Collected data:
Segment Open

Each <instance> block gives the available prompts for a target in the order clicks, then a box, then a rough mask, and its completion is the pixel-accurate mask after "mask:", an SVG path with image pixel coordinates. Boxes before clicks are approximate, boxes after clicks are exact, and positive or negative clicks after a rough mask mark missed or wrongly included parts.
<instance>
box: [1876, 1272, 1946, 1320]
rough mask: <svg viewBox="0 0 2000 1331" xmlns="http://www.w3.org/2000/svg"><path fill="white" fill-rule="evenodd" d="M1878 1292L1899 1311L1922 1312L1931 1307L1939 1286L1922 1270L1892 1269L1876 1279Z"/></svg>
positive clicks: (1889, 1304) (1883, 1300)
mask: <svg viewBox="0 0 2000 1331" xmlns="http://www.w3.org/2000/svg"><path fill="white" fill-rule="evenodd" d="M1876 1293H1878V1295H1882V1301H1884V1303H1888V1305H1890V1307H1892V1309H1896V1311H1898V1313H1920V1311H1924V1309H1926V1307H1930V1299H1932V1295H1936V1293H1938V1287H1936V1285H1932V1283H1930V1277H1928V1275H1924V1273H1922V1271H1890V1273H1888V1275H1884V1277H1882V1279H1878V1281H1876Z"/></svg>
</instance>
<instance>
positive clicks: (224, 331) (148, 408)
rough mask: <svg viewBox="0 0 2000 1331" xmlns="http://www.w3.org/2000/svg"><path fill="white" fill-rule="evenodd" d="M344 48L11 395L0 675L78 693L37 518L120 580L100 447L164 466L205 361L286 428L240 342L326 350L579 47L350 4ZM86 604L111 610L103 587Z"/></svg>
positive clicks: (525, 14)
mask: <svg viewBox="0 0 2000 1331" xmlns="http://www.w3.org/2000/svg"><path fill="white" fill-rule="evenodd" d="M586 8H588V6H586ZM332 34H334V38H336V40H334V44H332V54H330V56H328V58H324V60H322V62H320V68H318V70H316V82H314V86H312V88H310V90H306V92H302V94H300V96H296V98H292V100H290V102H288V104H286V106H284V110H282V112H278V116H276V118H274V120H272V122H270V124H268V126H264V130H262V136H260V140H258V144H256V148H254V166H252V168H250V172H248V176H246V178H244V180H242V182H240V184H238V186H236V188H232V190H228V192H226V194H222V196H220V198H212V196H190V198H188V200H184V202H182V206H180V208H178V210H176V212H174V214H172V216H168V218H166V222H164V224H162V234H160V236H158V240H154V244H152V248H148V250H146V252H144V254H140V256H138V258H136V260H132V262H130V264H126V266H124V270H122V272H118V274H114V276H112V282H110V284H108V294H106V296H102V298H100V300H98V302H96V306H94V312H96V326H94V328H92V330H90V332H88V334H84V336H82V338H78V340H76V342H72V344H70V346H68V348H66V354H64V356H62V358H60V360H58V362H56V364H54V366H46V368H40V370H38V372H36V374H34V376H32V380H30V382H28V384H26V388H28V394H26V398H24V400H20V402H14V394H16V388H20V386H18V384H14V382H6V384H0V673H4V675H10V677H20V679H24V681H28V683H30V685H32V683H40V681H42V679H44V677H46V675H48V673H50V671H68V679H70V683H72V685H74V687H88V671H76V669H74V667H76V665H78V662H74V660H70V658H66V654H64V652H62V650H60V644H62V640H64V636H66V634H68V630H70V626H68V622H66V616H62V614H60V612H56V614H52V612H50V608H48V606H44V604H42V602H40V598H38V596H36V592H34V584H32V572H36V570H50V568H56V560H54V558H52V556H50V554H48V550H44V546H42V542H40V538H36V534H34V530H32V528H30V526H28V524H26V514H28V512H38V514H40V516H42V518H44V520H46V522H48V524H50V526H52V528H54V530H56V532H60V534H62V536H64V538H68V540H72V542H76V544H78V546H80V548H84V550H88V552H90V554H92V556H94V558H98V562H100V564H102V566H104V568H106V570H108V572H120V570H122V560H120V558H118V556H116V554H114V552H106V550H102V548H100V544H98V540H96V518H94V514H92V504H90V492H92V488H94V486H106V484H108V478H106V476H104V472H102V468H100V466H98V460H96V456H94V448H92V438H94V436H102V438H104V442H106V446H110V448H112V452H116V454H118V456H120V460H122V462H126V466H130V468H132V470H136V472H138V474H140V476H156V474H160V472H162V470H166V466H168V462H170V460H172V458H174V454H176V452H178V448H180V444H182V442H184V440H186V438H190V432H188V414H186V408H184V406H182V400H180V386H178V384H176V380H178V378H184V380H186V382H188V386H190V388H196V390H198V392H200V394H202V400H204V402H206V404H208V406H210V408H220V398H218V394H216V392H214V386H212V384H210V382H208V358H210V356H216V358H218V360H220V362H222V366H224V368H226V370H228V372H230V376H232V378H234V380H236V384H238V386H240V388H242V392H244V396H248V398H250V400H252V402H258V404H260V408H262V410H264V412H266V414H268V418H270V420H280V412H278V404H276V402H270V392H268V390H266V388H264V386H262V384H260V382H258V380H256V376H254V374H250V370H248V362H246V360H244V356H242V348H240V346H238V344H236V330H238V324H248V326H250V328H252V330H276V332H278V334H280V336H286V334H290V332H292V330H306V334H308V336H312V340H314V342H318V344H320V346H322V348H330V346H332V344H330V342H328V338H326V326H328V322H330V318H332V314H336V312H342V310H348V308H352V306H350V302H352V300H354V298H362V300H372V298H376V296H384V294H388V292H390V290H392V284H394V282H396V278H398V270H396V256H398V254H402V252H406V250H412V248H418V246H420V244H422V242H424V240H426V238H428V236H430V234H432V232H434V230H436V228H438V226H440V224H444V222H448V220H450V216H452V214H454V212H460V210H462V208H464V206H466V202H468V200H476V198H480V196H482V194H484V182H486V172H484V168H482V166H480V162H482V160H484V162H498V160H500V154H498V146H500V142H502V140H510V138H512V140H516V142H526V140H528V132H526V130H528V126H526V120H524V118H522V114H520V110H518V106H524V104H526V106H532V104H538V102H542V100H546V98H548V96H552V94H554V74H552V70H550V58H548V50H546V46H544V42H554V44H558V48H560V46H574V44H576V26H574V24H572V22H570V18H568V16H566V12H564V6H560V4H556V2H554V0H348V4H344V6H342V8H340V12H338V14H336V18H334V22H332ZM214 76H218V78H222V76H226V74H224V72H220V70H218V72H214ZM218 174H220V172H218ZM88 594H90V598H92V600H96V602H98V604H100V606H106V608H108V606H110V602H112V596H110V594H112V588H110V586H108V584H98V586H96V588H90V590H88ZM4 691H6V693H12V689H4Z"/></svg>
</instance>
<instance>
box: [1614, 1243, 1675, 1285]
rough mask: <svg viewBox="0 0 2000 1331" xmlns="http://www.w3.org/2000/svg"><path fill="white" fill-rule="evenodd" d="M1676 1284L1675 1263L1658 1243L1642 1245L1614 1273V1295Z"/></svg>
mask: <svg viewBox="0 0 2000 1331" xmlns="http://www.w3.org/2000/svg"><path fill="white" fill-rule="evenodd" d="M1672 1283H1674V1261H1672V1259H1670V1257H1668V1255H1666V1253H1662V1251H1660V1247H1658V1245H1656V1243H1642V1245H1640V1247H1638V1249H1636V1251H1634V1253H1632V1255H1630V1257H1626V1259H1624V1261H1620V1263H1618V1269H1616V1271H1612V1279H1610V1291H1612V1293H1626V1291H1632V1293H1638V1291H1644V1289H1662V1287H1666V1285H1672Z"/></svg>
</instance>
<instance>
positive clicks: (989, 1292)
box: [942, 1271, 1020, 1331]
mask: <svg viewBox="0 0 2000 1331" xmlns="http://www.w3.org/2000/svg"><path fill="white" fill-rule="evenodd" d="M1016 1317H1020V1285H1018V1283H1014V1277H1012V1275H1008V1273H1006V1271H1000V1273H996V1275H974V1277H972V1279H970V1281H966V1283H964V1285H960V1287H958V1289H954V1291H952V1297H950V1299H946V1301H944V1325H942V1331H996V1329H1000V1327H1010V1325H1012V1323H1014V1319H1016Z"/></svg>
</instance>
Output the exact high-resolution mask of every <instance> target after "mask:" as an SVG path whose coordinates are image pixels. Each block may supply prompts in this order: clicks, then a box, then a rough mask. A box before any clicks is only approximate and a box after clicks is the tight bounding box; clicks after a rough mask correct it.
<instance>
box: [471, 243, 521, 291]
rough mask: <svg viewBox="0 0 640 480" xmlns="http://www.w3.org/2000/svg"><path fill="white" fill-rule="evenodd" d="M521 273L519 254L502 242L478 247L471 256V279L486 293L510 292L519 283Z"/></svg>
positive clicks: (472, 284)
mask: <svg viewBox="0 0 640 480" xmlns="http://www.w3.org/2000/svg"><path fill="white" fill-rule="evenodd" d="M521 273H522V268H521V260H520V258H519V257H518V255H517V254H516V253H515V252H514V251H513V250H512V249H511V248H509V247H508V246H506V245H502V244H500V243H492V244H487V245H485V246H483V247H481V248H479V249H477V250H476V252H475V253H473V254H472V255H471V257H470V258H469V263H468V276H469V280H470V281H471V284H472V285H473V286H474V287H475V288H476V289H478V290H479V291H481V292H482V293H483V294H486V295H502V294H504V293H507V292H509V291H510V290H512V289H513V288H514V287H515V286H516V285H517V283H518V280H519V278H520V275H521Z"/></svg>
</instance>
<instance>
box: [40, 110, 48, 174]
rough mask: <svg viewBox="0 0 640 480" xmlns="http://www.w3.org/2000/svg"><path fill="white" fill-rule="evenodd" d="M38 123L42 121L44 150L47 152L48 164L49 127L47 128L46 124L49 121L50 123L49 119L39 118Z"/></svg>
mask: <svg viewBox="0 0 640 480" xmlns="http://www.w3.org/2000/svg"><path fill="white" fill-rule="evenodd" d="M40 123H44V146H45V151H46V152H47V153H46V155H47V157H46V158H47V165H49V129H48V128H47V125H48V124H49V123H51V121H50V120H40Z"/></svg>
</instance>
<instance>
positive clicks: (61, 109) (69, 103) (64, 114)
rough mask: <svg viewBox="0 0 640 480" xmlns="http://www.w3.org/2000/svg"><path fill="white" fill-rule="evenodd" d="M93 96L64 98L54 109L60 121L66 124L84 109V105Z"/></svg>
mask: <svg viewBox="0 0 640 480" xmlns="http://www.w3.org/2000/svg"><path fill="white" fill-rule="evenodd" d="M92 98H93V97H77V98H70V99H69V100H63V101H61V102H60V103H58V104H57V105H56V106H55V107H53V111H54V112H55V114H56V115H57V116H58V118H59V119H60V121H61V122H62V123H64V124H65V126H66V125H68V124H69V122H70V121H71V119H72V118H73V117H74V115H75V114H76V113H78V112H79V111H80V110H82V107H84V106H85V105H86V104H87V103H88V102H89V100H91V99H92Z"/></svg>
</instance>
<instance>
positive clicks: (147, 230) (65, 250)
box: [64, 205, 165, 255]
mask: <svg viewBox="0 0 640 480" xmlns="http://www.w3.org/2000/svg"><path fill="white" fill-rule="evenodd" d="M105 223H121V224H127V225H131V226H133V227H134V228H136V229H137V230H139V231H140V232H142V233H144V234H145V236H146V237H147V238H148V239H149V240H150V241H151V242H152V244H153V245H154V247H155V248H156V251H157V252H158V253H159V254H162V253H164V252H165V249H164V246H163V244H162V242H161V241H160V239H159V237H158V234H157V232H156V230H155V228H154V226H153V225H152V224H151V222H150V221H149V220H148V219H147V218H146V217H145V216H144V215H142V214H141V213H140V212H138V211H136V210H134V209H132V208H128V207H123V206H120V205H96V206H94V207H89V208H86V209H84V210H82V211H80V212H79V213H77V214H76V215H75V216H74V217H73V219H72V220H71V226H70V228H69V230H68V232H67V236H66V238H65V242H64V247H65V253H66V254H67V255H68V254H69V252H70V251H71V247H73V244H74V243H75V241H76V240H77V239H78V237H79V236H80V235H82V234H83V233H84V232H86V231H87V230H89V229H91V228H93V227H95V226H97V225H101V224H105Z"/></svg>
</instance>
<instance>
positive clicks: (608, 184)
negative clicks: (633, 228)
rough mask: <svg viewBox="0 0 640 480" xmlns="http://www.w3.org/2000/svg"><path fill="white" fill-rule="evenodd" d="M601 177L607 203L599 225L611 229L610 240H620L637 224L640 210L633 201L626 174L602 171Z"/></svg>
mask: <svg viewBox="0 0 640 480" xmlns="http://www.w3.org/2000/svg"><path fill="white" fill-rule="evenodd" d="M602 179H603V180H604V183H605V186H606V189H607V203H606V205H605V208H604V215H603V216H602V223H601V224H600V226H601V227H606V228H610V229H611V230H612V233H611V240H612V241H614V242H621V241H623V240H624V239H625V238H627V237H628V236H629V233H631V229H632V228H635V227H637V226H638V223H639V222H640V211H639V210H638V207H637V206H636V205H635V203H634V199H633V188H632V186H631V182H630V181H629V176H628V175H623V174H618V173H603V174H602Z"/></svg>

Segment Closed

▶ [INSTRUCTIONS TO FOLLOW]
Please retype the items from their first line through the line containing "positive clicks: (1889, 1304) (1883, 1300)", with both of those lines included.

▶ [ANSWER SECTION]
Each <instance> block gives the available prompts for a target in the order clicks, then a box, then a rough mask, and its completion is the pixel-accurate mask after "mask:", an SVG path with image pixel coordinates. Boxes before clicks are approximate, boxes after clicks are exact, and positive or negative clicks after a rough mask mark missed or wrongly included parts.
<instance>
box: [1876, 1272, 1946, 1320]
rough mask: <svg viewBox="0 0 2000 1331" xmlns="http://www.w3.org/2000/svg"><path fill="white" fill-rule="evenodd" d="M1878 1292L1899 1311L1922 1312L1931 1307L1939 1286L1922 1270L1892 1269L1876 1279Z"/></svg>
positive clicks: (1889, 1304) (1883, 1300)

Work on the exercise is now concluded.